- [Problem details]:
Return every line from the rows that follow which contains the string "blue", copied in full.

- [Information supplied]:
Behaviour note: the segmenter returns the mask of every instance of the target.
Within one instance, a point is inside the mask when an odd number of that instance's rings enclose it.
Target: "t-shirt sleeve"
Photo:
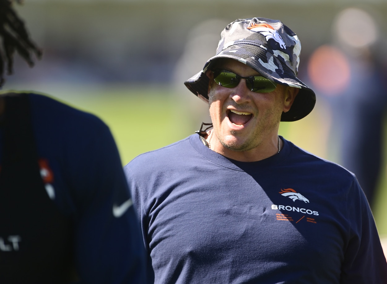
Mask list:
[[[140,169],[144,164],[137,163],[137,160],[132,161],[124,167],[124,171],[127,180],[129,185],[129,191],[133,200],[134,207],[136,211],[136,214],[138,219],[138,222],[141,226],[142,234],[143,245],[145,248],[147,255],[147,274],[149,283],[153,283],[154,277],[153,268],[152,265],[152,260],[150,256],[149,244],[148,243],[147,236],[149,221],[149,207],[151,204],[151,200],[148,200],[149,188],[145,187],[144,185],[147,184],[147,177],[139,175],[139,172],[142,173]]]
[[[387,283],[387,264],[368,202],[356,178],[347,204],[350,236],[344,248],[342,284]]]
[[[145,283],[145,250],[118,152],[107,126],[96,124],[78,153],[87,161],[78,159],[73,171],[76,267],[82,283]]]

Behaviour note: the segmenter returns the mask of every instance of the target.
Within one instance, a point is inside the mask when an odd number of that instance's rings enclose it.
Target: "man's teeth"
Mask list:
[[[242,111],[238,111],[237,110],[234,110],[233,109],[230,109],[230,111],[232,113],[236,113],[237,115],[250,115],[251,113],[244,113]]]

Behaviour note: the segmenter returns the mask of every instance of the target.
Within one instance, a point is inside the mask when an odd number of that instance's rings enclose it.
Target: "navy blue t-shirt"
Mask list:
[[[80,282],[145,282],[139,226],[109,128],[95,116],[48,96],[28,96],[45,188],[72,222],[73,254]],[[0,143],[2,135],[0,131]],[[0,151],[0,165],[1,155]],[[9,236],[0,234],[3,248],[7,249],[0,248],[0,253],[17,254],[27,237],[20,236],[15,246],[16,239],[11,243]],[[41,269],[44,273],[45,268]]]
[[[124,167],[155,283],[387,283],[355,177],[283,140],[243,163],[194,134]]]

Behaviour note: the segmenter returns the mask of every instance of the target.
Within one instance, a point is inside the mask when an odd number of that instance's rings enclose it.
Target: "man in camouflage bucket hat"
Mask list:
[[[300,89],[291,109],[282,114],[282,121],[297,120],[312,111],[316,96],[296,77],[301,44],[290,29],[276,20],[241,19],[226,27],[221,36],[216,55],[209,60],[202,70],[185,82],[192,92],[208,103],[205,72],[216,60],[229,58],[273,82]]]
[[[260,18],[221,36],[185,82],[208,103],[213,128],[125,167],[154,282],[387,283],[356,177],[278,135],[315,104],[296,77],[297,36]]]

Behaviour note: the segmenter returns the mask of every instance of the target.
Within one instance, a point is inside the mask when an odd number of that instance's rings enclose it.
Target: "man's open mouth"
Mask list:
[[[231,123],[237,125],[246,124],[253,117],[253,115],[251,113],[238,111],[234,109],[228,110],[227,116]]]

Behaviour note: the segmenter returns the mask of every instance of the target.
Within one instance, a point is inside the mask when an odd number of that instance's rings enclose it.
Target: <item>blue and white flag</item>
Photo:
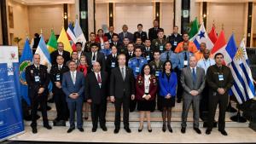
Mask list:
[[[230,68],[235,79],[231,89],[239,104],[253,98],[255,96],[255,89],[244,38],[237,49]]]
[[[207,44],[207,49],[212,49],[213,48],[213,43],[211,41],[211,39],[208,37],[207,32],[206,31],[206,28],[204,26],[204,24],[202,23],[200,26],[200,29],[196,35],[195,35],[190,41],[194,42],[197,49],[200,49],[200,44],[201,43],[205,43]]]

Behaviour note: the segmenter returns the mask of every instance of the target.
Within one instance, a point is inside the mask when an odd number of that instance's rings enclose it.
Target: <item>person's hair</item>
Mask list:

- [Final result]:
Target: "navy blue t-shirt"
Target: <item>blue and white flag</item>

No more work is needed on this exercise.